STATED GOAL => Report how many lines of the records contain the string "handle", matching case exactly, and give only the number.

[Pointing dataset records]
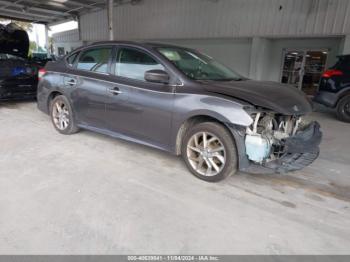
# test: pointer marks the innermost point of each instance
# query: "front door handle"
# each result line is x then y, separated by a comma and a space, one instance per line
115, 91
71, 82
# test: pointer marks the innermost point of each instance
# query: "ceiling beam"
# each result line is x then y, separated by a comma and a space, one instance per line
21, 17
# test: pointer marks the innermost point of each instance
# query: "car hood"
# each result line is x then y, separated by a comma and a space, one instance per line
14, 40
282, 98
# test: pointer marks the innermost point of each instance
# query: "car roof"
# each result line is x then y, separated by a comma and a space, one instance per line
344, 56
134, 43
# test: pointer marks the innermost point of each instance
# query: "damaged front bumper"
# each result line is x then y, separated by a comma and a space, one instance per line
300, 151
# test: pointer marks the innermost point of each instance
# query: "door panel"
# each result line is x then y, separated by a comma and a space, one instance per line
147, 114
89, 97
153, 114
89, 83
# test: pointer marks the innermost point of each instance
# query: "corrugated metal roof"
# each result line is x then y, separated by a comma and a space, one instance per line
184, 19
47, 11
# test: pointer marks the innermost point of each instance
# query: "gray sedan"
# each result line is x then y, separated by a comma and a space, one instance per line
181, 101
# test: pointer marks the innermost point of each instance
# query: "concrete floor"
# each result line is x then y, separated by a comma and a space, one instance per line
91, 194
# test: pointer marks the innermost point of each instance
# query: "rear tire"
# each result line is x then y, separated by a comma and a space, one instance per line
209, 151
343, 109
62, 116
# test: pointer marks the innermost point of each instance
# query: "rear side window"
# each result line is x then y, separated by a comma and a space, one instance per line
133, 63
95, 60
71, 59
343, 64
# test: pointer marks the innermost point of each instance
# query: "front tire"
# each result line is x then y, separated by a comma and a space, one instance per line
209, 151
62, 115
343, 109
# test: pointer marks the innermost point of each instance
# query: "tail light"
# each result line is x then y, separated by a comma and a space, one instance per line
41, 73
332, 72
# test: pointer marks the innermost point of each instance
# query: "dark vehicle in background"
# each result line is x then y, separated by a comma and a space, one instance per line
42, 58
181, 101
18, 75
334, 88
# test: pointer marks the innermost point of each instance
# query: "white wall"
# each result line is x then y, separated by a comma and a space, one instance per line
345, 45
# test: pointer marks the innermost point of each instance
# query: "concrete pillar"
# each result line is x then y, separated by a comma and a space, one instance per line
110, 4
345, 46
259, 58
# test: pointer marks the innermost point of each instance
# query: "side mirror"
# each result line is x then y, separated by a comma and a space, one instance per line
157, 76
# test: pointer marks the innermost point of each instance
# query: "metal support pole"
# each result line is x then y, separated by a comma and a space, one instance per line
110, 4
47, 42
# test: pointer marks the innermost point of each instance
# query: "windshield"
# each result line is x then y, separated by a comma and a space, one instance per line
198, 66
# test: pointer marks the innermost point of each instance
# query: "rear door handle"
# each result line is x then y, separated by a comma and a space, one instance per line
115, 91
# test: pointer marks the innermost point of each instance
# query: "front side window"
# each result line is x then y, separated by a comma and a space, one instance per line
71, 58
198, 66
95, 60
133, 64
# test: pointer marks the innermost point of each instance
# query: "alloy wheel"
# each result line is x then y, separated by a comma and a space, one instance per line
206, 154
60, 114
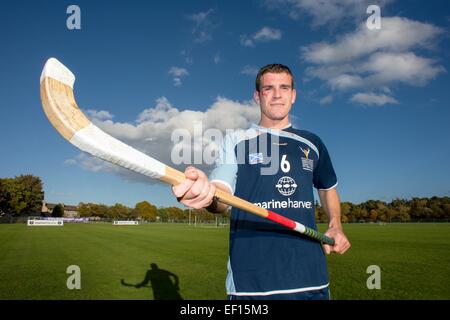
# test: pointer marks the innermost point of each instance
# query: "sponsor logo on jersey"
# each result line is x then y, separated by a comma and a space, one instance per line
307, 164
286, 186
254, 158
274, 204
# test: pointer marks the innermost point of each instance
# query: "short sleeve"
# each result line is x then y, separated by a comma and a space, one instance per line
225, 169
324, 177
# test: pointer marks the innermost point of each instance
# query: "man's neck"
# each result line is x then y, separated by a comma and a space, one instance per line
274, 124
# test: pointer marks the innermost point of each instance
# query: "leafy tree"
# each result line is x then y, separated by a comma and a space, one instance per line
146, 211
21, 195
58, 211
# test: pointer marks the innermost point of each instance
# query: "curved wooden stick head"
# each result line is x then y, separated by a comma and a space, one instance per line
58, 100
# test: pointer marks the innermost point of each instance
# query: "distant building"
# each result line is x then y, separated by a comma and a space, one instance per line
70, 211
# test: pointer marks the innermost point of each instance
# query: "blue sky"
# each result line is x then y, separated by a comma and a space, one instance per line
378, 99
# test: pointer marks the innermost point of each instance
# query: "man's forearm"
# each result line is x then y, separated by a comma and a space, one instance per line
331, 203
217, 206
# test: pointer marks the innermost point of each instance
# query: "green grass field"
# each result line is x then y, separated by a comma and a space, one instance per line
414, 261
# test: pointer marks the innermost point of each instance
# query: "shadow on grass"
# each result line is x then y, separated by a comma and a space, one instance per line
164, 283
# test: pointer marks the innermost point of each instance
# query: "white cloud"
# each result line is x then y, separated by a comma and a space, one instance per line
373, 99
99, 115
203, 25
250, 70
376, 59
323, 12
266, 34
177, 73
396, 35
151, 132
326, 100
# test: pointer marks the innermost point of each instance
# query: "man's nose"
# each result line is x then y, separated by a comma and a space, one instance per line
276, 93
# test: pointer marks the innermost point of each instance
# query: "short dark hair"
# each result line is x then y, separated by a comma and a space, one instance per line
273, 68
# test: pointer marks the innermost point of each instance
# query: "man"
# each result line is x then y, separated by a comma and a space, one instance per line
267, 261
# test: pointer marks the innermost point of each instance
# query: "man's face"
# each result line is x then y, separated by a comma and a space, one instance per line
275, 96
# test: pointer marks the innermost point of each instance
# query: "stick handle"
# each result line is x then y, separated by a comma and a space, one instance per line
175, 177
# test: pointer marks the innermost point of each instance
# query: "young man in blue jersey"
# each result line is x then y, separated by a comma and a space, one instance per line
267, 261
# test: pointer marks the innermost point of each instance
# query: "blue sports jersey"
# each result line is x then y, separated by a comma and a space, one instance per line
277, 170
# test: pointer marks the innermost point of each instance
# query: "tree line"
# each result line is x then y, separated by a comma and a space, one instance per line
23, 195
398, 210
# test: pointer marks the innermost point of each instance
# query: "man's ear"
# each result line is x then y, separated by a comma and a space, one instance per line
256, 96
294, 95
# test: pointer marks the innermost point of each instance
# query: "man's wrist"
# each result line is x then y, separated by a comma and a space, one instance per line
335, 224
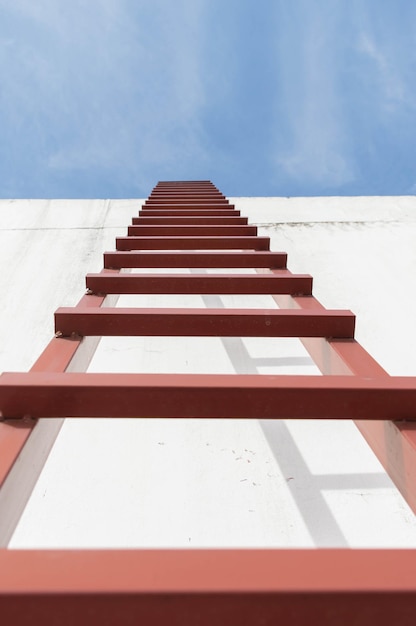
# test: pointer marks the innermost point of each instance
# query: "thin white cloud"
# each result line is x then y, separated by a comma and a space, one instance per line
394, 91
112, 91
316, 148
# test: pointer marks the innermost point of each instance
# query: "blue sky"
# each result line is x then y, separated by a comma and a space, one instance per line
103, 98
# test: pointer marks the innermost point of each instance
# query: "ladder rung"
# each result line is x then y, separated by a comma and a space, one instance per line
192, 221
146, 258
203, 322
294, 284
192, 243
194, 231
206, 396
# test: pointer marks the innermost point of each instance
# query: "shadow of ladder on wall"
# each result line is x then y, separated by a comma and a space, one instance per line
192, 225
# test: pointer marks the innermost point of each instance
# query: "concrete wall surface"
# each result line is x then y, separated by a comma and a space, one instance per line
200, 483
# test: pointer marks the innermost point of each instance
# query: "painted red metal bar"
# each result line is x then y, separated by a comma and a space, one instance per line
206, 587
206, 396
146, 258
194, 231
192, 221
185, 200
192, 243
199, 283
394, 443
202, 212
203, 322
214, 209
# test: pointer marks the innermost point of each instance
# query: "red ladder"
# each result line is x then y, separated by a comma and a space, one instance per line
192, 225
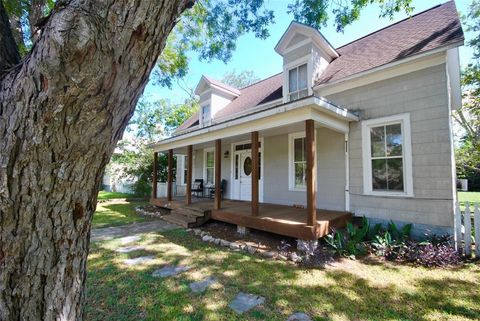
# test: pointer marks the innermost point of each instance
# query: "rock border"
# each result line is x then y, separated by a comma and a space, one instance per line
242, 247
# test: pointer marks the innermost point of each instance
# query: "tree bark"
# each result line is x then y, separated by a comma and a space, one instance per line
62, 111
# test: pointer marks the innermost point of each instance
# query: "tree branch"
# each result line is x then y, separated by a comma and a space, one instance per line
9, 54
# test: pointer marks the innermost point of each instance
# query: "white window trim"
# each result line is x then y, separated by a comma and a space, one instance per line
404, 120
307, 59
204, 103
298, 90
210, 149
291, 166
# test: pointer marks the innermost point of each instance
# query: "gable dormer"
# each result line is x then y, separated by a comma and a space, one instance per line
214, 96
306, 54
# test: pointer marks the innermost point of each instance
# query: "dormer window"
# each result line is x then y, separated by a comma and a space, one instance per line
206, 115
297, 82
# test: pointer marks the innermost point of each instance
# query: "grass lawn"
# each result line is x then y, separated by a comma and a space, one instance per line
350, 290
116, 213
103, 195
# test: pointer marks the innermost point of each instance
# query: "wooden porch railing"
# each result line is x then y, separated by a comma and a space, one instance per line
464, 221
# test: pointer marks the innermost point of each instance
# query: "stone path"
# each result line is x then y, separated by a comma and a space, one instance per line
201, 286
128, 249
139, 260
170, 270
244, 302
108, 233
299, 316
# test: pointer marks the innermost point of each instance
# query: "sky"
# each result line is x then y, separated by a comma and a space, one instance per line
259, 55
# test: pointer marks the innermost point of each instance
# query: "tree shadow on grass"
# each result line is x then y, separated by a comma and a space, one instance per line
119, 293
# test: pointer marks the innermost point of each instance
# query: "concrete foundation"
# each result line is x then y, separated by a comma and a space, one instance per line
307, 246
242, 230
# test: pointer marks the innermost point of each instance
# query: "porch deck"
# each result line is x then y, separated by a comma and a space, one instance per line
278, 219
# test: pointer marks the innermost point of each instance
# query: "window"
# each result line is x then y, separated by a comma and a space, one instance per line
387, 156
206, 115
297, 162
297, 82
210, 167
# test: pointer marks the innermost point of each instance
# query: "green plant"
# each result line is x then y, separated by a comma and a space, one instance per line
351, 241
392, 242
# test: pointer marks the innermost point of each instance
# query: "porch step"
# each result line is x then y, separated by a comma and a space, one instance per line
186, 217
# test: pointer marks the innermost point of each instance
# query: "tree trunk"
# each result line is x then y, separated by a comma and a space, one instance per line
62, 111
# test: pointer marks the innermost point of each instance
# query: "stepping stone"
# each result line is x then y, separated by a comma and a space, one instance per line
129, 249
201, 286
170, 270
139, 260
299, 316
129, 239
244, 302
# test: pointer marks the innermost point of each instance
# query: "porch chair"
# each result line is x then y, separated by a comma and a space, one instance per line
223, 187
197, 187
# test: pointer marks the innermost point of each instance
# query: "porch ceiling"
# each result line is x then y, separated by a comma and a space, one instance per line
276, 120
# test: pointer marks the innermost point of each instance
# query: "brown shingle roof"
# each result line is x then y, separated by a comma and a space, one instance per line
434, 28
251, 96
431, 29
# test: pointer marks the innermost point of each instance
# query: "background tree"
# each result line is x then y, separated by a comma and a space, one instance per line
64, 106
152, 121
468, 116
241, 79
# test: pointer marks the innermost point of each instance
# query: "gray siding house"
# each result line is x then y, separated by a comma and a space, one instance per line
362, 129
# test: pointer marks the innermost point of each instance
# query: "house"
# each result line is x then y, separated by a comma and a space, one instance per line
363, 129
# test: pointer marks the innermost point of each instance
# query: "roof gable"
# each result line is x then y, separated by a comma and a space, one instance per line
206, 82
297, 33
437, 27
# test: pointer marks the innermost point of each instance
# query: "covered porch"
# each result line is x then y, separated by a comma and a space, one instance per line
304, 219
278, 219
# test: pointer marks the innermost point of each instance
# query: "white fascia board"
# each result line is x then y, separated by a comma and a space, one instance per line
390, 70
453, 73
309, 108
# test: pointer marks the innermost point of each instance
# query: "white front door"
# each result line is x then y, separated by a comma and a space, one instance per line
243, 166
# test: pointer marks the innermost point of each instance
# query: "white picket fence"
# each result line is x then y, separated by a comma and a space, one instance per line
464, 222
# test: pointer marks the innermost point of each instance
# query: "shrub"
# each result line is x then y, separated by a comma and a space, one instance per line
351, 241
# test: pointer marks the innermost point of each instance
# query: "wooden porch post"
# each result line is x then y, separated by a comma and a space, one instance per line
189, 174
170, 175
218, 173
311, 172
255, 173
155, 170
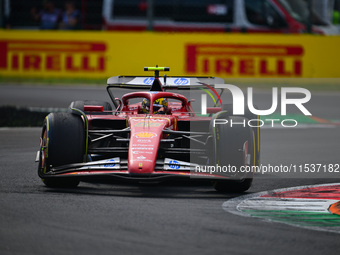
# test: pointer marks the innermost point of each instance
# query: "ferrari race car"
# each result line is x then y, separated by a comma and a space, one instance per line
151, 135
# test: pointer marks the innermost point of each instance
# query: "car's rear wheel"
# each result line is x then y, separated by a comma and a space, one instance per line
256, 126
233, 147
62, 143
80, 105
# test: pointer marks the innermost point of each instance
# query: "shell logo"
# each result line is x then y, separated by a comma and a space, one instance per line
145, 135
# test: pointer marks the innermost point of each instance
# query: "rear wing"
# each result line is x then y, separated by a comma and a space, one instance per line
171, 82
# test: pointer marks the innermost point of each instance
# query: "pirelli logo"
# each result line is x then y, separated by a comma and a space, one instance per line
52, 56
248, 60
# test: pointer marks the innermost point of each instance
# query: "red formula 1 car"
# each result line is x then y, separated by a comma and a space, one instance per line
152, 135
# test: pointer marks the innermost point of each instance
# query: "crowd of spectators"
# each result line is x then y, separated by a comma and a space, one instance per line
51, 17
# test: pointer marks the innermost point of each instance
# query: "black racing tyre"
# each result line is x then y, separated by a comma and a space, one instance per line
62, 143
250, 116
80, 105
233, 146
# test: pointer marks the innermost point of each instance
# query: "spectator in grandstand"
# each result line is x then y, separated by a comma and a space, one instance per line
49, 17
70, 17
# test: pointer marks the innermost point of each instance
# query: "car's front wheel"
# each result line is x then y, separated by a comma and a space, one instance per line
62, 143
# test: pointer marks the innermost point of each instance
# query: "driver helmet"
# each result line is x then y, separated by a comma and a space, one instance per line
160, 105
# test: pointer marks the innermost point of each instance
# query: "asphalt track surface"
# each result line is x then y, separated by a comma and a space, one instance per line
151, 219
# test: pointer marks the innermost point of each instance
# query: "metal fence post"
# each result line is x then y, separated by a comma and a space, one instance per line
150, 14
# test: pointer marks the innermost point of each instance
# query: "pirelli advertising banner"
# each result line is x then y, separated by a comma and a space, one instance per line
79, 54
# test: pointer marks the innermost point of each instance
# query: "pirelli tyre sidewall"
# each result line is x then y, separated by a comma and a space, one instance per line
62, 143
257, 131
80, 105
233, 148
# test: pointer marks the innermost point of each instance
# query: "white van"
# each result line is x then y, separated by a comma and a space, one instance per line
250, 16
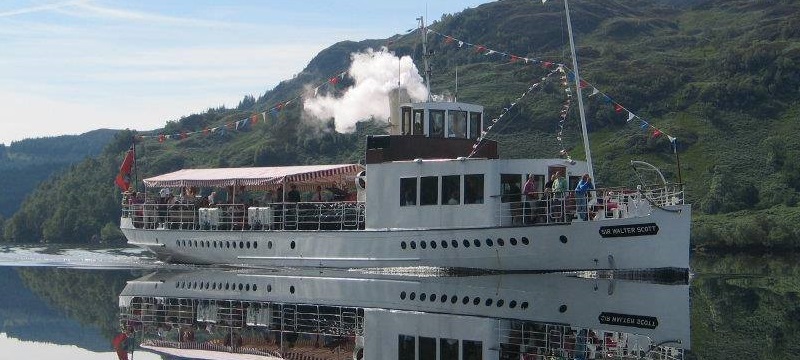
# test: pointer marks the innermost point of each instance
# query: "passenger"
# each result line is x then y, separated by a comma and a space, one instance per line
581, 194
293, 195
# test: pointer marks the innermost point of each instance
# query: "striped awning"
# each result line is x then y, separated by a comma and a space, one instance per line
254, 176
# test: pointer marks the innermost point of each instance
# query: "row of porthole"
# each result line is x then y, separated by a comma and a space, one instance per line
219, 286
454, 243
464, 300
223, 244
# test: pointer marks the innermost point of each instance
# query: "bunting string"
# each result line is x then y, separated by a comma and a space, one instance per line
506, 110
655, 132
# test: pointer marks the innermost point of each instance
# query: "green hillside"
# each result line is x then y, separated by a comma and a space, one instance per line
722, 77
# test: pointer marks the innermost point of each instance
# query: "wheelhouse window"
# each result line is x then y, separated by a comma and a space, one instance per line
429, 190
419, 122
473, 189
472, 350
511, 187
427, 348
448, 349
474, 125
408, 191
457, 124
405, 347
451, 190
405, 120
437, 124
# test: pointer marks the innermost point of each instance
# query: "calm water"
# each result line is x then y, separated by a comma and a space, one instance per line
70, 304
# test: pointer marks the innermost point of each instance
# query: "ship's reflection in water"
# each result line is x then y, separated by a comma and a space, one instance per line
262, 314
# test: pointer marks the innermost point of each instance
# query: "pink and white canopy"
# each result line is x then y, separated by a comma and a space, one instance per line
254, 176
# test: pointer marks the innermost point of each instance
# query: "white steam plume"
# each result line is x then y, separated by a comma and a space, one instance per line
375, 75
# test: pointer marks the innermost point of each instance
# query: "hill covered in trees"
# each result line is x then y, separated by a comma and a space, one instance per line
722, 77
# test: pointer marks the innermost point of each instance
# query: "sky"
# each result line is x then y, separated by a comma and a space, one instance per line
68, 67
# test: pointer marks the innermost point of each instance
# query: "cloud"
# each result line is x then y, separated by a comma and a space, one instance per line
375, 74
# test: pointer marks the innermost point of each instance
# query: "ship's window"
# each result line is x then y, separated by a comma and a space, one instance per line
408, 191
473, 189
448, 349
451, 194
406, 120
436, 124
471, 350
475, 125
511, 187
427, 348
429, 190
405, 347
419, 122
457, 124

IN RESPONSE => 3